**EXTRACTED TEXT**
━━━━━━━━

Author Topic: Server Outage 12-3-18  (Read 11657 times)

0 Members and 1 Guest are viewing this topic.

Offline EEVblogTopic starter

  • Administrator
  • *****
  • Posts: 37734
  • Country: au
    • EEVblog
Server Outage 12-3-18
« on: March 11, 2018, 10:36:46 pm »
The server was down all last night. Hostgator's response attached.




 

Offline frozenfrogz

  • Frequent Contributor
  • **
  • Posts: 936
  • Country: de
  • Having fun with Arduino and Raspberry Pi
Re: Server Outage 12-3-18
« Reply #1 on: March 11, 2018, 10:44:54 pm »
The server used to work, then it took an arrow in the knee.

Nice to have it back!
He’s like a trained ape. Without the training.
 

Offline SparkyFX

  • Frequent Contributor
  • **
  • Posts: 676
  • Country: de
Re: Server Outage 12-3-18
« Reply #2 on: March 11, 2018, 10:59:05 pm »
Strange, but nothing an unattended dist-upgrade on certain packages couldn´t have caused.
Nice to have the eevblog online again.
Support your local planet.
 

Offline hermit

  • Frequent Contributor
  • **
  • Posts: 482
  • Country: us
Re: Server Outage 12-3-18
« Reply #3 on: March 11, 2018, 11:48:19 pm »
I've used cPanel for years without this kind of mystery reconfiguration.  @gnif has some forensic work to do from the sounds of it.  Not that he won't find it was some 'unscheduled help' from the hosting company.  ;)
 

Offline Specmaster

  • Super Contributor
  • ***
  • Posts: 14483
  • Country: gb
Re: Server Outage 12-3-18
« Reply #4 on: March 12, 2018, 10:32:23 am »
I notice that its not always handling quotes correctly still?
Who let Murphy in?

Brymen-Fluke-HP-Thurlby-Thander-Tek-Extech-Black Star-GW-Avo-Kyoritsu-Amprobe-ITT-Robin-TTi
 

Offline gnif

  • Administrator
  • *****
  • Posts: 1676
  • Country: au
Re: Server Outage 12-3-18
« Reply #5 on: March 12, 2018, 10:37:32 am »

━━━━━━━━

**DATA PROVIDED**
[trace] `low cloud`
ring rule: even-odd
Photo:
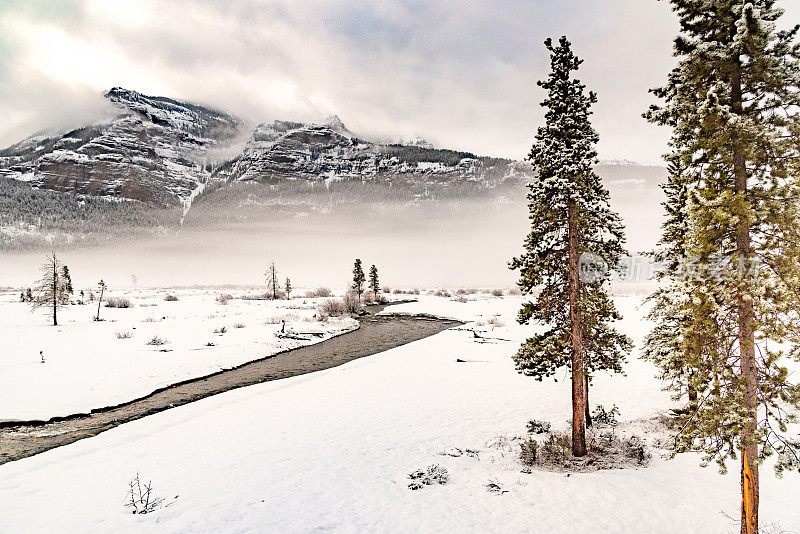
[[[0,8],[3,146],[107,112],[102,92],[121,85],[253,123],[335,113],[361,135],[521,158],[542,119],[542,41],[566,34],[599,94],[601,157],[652,162],[666,148],[668,132],[641,119],[673,64],[665,2],[36,4]]]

━━━━━━━━

**EXERCISE 1**
For the server outage thread, state whether each statement agrees with it, answering yes or no and quoting the deciding words of the thread: (a) The topic starter reports that the server was down all last night. (b) SparkyFX reports that the eevblog is still offline. (c) hermit says gnif has no forensic work to do.
**EXERCISE 2**
Duplicate the part of the server outage thread that opens with the words containing "I've used cPanel" and closes with "quotes correctly still?".

**WORKED ANSWER 1**
(a) Yes: "The server was down all last night."
(b) No: "Nice to have the eevblog online again."
(c) No: "@gnif has some forensic work to do from the sounds of it."

**WORKED ANSWER 2**
I've used cPanel for years without this kind of mystery reconfiguration.  @gnif has some forensic work to do from the sounds of it.  Not that he won't find it was some 'unscheduled help' from the hosting company.  ;)
 

Offline Specmaster

  • Super Contributor
  • ***
  • Posts: 14483
  • Country: gb
Re: Server Outage 12-3-18
« Reply #4 on: March 12, 2018, 10:32:23 am »
I notice that its not always handling quotes correctly still?